The request:
Copy out every line of the records below that contains the string "green", matching case exactly.

-- start of Records shown --

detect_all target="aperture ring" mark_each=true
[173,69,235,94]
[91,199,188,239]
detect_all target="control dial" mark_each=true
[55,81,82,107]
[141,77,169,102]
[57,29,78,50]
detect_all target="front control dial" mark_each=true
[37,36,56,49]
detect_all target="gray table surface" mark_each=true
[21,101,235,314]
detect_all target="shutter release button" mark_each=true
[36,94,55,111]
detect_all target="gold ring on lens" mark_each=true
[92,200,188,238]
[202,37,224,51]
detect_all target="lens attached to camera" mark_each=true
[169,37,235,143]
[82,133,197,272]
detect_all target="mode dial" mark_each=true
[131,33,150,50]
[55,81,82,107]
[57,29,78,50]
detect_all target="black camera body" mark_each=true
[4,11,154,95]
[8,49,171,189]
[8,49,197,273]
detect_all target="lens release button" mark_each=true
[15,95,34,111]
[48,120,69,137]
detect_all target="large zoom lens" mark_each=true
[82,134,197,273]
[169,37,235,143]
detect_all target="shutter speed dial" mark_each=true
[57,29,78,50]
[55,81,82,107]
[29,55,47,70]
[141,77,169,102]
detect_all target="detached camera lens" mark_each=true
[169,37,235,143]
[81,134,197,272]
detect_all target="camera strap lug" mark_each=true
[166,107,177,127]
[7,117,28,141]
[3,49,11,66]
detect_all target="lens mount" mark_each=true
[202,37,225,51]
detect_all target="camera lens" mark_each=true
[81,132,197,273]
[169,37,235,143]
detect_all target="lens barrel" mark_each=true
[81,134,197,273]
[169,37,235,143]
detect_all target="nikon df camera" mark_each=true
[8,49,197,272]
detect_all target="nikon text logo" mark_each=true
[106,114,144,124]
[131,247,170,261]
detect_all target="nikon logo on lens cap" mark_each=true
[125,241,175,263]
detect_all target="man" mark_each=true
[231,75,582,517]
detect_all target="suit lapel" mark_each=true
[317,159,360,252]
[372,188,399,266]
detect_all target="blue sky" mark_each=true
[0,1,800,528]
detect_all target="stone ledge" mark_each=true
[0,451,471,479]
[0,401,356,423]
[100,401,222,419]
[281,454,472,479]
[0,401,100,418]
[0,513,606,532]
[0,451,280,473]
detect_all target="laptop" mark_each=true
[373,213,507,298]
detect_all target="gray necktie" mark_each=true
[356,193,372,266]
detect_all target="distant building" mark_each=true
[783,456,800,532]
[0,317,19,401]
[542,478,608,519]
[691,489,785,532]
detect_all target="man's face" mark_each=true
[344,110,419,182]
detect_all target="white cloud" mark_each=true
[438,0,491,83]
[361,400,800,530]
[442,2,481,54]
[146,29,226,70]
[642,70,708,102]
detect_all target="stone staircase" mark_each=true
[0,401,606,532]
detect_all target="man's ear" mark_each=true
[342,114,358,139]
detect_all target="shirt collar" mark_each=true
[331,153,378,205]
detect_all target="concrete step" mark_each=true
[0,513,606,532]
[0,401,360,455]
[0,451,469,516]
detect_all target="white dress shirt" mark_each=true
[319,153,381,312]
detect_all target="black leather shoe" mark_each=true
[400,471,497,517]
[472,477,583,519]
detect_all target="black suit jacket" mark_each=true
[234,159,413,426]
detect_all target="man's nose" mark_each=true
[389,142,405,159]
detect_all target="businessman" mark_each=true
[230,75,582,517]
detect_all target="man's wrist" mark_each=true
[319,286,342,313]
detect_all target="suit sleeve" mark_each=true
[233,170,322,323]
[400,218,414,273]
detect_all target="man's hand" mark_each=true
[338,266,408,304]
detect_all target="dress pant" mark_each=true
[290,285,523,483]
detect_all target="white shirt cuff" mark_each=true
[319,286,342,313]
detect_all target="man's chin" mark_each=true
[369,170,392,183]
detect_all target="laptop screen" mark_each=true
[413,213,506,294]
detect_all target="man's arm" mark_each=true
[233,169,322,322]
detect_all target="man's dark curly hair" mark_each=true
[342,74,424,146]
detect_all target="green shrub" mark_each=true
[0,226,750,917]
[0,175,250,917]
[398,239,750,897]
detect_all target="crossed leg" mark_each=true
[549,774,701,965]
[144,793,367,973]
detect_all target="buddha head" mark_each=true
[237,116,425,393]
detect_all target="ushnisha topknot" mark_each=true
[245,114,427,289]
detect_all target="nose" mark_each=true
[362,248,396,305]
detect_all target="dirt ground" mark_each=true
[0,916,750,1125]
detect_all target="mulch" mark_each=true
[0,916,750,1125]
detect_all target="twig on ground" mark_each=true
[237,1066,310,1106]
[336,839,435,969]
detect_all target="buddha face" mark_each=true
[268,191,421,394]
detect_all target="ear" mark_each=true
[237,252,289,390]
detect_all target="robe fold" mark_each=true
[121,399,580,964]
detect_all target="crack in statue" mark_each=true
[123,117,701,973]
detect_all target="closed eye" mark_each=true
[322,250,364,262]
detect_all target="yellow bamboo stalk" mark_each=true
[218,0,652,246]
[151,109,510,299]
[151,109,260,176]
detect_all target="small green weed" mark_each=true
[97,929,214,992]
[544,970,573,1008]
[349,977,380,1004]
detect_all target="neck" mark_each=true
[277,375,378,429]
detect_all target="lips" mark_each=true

-- end of Records shown --

Correct response:
detect_all target="green shrub" mark_each=true
detect_all target="small green weed" mark_each=true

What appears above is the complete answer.